EXTRACTED TEXT: Begin

We live in a culture in which we find it difficult to drill deep – relationally, spiritually, or in our careers. We are all in until things don’t quite go our way, then we pull up stakes looking for a better place to start drilling, hoping for better (different?) outcomes. I think we were designed to drill deep, to live with focus and intent.

We serve a God of focus and intent. Read through scripture and you can see this. He initiated the redemption process with Abraham and his descendants and has stayed that course throughout history. Note how often he reminded his people of their rescue from Egypt and their job to be a blessing to the world around them. Note how he consistently told humanity, “I want to be your God, I want you to be my people.” Note his focus on the outsiders, the poor, the widows and orphans. Note how this came through loud and clear through Jesus, “the visible expression of the invisible God” when he rolled out his ‘mission statement.’ Note how Jesus prepared his followers to carry out his mission by focusing on a few – Peter, James, and John, as well as Mary and Martha.

EXTRACTED TEXT: End
EXERCISE DATA: Begin

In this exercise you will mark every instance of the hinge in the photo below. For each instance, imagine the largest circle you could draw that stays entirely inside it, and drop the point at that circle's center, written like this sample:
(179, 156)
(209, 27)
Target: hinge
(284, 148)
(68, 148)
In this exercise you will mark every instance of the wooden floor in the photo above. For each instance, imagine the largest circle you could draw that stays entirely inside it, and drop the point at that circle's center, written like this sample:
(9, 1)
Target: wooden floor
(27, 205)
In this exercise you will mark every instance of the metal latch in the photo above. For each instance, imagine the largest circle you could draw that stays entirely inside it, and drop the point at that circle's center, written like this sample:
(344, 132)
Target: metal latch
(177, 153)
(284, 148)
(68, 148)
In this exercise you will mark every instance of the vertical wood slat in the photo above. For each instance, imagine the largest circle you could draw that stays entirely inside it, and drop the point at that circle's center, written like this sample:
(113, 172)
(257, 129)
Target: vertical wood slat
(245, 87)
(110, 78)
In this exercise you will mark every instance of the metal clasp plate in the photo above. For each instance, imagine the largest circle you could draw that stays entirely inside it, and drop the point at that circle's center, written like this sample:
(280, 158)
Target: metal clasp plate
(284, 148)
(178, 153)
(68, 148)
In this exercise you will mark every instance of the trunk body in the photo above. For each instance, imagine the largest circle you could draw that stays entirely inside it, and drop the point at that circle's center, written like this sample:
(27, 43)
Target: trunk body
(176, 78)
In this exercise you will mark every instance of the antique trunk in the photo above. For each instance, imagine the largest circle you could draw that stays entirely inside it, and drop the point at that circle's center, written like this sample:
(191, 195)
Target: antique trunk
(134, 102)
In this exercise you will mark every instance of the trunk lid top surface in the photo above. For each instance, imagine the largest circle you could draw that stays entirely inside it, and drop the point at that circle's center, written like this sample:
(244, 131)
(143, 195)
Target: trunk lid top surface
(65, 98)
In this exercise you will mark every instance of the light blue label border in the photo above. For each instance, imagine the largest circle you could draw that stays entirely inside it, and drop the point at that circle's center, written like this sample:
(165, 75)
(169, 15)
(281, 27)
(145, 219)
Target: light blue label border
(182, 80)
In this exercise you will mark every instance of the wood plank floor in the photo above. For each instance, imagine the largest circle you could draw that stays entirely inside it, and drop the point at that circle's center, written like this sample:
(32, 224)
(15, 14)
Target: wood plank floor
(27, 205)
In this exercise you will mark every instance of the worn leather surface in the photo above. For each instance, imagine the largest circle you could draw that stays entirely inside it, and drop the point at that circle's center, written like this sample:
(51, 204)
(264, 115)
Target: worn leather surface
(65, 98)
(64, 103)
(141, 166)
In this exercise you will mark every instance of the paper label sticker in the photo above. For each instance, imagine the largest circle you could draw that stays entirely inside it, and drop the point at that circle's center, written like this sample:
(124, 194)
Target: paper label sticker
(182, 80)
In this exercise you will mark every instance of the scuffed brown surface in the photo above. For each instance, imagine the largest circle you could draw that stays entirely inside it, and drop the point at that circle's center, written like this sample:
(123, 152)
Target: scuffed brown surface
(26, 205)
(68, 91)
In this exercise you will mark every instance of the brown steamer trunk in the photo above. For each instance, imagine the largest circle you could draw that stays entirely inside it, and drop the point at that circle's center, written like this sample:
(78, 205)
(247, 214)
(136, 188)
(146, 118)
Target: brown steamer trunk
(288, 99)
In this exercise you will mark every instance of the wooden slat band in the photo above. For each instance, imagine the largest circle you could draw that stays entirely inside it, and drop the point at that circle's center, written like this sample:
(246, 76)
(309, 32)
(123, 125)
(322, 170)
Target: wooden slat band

EXERCISE DATA: End

◆ REQUIREMENT 1 ◆
In the passage on focus and intent, with whom did God start the redemption process?
◆ REQUIREMENT 2 ◆
Please carry the passage on focus and intent forward from its final sentence.
The material has no connection to the passage on focus and intent.

◆ EXERCISE ANSWER 1 ◆
With Abraham and his descendants.

◆ EXERCISE ANSWER 2 ◆
As Jesus charged his followers with the mission of carrying the good news to the world around them, he suggested they do so by emulating what he did. He told them, “as the father sent me, so I am sending you.” It seems to me that if our God is a God of focus, who modeled focus through Jesus, then maybe, just maybe, we might want to learn focus as well. It would serve us well in relationships, spiritually, and in our jobs. It’s how we were designed. God doesn’t intend for us to go wide and try to be everything to everyone. He intends for us to drill down with him and with the people he places in our lives. Focus. It’s transformative. And its one of the most practical things we can do.

Whoever drinks the water I give them will never thirst. Indeed, the water I give them will become in them a spring of water welling up to eternal life. (John 4)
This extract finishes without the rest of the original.